##### SUPPLIED INFORMATION #####
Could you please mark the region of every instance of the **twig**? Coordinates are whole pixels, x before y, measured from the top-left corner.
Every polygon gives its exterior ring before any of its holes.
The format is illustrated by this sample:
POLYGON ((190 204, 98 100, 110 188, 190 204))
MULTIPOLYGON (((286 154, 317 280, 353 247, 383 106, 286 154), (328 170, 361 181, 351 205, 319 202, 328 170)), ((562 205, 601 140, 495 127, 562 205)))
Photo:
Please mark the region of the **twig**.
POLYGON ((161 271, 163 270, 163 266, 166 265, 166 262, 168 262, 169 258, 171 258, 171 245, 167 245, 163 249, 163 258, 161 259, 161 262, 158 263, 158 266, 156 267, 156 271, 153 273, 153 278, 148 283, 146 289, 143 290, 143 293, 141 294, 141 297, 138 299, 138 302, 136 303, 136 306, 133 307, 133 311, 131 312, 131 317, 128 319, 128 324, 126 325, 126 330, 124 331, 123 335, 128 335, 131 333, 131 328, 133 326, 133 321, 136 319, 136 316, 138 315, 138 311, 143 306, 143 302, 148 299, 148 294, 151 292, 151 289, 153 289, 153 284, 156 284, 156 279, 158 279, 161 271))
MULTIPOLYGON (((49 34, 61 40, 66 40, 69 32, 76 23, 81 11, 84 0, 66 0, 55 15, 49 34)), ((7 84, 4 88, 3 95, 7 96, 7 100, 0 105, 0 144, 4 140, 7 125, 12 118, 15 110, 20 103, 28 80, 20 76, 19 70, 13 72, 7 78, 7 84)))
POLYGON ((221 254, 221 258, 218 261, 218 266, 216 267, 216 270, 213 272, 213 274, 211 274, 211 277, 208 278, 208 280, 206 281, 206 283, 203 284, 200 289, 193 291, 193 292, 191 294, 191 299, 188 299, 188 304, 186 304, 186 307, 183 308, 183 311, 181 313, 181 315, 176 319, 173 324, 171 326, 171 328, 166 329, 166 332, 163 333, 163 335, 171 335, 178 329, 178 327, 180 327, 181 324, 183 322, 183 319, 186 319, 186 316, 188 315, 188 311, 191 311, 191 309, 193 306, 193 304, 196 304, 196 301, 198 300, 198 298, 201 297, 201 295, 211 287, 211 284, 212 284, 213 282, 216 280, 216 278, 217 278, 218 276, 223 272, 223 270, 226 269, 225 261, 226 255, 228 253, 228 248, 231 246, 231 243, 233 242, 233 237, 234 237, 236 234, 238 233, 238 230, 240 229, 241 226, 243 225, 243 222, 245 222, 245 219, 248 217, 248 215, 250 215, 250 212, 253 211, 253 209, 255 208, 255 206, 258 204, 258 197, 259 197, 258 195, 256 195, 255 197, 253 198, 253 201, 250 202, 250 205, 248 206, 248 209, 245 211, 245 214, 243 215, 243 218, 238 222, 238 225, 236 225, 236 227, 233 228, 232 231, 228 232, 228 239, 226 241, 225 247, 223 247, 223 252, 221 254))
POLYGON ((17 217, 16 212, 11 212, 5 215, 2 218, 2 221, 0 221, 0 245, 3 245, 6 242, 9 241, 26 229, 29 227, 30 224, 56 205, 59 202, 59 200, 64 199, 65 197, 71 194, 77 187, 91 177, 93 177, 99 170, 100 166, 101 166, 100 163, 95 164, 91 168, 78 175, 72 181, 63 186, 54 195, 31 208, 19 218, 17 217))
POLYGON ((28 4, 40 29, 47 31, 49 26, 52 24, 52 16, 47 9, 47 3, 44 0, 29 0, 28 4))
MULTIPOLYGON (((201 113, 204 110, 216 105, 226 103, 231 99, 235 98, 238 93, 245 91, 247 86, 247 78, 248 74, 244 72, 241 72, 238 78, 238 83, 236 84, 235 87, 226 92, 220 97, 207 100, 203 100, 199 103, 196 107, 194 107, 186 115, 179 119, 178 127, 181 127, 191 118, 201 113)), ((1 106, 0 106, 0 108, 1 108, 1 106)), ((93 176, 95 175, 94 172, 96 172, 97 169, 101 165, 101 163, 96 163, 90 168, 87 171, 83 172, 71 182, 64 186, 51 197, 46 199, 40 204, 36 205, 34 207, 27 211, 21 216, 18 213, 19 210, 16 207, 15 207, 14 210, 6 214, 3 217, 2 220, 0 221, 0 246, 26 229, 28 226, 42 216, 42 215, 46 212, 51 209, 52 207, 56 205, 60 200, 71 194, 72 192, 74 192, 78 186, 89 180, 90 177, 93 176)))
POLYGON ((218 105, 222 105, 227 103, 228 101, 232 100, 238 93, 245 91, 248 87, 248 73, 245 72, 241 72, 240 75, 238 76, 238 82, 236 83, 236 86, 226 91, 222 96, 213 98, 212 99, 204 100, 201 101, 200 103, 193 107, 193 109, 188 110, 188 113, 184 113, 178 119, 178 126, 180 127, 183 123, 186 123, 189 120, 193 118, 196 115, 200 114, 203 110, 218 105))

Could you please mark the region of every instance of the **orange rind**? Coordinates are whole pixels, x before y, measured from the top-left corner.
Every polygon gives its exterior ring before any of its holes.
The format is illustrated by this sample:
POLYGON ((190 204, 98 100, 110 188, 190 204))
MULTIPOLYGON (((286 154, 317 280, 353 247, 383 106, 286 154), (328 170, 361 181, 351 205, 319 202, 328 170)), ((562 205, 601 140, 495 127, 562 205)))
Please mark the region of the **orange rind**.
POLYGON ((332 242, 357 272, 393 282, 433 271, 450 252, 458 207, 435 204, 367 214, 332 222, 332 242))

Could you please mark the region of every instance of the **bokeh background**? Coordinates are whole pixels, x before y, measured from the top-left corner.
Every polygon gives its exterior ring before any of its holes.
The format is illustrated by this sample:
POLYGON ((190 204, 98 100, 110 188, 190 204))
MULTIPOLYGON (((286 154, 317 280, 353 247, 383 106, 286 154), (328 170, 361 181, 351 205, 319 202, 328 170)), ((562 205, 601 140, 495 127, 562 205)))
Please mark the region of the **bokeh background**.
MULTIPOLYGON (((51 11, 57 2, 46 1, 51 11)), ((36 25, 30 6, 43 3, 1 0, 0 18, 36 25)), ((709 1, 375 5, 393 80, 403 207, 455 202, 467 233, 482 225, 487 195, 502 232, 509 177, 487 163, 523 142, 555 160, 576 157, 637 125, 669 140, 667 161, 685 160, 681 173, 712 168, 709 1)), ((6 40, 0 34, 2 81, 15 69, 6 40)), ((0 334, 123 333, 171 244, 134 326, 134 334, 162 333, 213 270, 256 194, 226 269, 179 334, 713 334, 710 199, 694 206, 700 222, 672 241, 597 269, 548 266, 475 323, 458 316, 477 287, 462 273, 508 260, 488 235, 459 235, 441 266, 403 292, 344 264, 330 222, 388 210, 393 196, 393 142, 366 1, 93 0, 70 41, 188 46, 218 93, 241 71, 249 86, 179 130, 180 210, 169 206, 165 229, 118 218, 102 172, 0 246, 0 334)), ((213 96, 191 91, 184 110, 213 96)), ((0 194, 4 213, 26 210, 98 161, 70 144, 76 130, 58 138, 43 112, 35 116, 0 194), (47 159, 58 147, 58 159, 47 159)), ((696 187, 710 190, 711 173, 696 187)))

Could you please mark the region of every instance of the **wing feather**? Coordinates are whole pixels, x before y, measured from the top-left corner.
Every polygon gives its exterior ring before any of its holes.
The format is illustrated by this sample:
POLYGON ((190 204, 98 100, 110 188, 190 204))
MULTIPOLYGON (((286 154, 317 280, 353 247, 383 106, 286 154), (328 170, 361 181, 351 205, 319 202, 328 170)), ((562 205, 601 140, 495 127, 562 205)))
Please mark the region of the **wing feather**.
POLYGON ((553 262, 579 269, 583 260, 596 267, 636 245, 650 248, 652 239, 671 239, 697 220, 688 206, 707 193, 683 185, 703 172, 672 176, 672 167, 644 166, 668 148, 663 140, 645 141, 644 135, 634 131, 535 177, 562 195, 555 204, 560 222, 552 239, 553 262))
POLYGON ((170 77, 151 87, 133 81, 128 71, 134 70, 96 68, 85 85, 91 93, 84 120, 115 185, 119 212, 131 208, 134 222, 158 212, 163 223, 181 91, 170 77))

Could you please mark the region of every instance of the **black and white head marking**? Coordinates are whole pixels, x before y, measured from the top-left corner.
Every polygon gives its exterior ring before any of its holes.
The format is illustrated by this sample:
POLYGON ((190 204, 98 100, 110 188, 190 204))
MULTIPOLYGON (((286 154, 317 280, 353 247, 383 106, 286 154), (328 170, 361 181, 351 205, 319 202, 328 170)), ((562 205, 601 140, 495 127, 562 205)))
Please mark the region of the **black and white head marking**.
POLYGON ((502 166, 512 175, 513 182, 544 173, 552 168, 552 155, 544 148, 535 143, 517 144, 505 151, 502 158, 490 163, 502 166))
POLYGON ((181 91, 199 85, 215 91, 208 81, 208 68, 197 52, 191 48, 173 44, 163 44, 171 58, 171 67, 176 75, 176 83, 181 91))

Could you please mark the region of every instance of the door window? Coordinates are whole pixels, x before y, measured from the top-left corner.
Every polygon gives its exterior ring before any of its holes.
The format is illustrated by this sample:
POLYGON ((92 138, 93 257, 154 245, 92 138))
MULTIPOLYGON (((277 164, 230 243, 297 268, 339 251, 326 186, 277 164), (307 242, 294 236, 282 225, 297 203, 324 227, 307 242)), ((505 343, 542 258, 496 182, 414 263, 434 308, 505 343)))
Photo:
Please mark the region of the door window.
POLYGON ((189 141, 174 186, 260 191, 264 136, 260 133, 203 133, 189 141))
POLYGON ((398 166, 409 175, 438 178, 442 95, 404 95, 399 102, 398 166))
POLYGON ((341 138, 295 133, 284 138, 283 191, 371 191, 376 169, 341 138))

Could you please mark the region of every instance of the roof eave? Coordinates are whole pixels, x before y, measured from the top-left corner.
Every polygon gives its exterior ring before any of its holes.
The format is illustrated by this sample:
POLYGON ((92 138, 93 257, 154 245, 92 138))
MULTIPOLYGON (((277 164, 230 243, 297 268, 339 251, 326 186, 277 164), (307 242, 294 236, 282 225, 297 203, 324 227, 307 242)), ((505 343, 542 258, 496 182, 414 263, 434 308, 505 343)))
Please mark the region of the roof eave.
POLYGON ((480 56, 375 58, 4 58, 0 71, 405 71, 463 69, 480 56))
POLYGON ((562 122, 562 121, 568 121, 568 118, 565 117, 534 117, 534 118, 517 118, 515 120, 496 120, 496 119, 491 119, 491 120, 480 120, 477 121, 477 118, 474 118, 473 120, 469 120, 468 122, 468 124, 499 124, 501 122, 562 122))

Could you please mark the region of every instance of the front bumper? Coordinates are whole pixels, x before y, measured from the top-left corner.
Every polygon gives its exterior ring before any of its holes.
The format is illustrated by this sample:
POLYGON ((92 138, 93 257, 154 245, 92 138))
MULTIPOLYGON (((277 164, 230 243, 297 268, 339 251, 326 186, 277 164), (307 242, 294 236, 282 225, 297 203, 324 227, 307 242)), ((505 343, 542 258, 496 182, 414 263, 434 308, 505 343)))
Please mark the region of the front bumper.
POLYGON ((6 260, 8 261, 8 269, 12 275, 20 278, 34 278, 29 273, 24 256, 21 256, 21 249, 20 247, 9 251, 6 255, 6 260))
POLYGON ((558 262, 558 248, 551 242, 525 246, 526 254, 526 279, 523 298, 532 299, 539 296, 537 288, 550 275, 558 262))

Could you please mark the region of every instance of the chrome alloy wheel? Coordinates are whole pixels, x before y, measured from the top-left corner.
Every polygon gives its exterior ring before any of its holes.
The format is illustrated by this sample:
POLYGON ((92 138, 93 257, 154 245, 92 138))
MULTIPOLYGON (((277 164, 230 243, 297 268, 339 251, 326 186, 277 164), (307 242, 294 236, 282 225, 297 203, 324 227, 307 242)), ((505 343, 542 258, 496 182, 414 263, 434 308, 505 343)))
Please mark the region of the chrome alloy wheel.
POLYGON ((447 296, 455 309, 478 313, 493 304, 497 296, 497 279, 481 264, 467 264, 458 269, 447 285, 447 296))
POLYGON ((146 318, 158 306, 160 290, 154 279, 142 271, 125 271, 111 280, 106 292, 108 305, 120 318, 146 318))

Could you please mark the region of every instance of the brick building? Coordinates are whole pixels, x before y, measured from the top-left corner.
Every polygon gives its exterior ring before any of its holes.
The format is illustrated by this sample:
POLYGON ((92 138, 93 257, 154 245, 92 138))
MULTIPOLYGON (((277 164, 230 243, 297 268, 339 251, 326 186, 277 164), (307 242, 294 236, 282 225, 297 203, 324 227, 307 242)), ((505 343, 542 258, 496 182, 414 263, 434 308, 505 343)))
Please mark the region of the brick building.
#####
YOUR GOAL
Extract every line of the listing above that contains the string "rind", treating uppercase and lowercase letters as different.

ANSWER IN FULL
Could you please mark the region of every instance of the **orange rind**? Coordinates are whole pixels, x before y, measured from the top-left corner.
Please mark the region of the **orange rind**.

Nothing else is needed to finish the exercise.